:: Input records ::
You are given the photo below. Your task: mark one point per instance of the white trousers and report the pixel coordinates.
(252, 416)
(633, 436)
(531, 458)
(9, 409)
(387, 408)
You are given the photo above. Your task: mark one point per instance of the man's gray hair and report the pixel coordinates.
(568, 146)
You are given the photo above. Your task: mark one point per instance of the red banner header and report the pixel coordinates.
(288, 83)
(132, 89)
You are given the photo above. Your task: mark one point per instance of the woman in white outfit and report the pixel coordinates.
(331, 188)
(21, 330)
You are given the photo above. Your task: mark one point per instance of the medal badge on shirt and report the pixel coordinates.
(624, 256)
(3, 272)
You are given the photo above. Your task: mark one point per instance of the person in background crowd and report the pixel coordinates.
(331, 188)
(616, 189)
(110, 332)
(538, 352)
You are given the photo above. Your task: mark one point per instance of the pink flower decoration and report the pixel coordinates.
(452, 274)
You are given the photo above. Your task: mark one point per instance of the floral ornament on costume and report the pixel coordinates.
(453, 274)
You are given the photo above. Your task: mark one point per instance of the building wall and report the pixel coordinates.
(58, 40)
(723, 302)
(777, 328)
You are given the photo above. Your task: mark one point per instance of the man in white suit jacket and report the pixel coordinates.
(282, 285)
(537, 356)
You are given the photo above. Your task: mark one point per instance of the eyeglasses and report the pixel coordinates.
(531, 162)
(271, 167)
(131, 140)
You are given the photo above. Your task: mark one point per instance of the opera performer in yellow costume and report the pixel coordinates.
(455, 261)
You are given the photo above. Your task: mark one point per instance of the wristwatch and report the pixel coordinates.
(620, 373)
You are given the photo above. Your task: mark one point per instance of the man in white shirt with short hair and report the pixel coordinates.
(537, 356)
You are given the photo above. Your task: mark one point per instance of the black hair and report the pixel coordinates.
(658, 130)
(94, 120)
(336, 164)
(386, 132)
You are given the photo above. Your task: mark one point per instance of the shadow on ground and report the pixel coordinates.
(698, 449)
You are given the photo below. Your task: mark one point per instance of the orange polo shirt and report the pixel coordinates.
:::
- Given request
Output the lines of the data verbatim, starting at the line containing "short hair and report the pixel coordinates." and running through the last line of the data, with both of those lines included.

- Written solution
You are given the photo above. Your task: mark one point per instance of the man in white shirt with short hair and report the pixel coordinates.
(537, 356)
You are given the photo above. Your task: mark one point per instance of the black hair and report the pixel coordinates.
(658, 130)
(94, 120)
(336, 164)
(386, 132)
You are given the photo above. Your task: mark one point per instance of the shadow on ground and report the pixel coordinates.
(698, 449)
You are given the photo below. Your task: mark one point per instance of the orange polo shirt and report the pixel coordinates.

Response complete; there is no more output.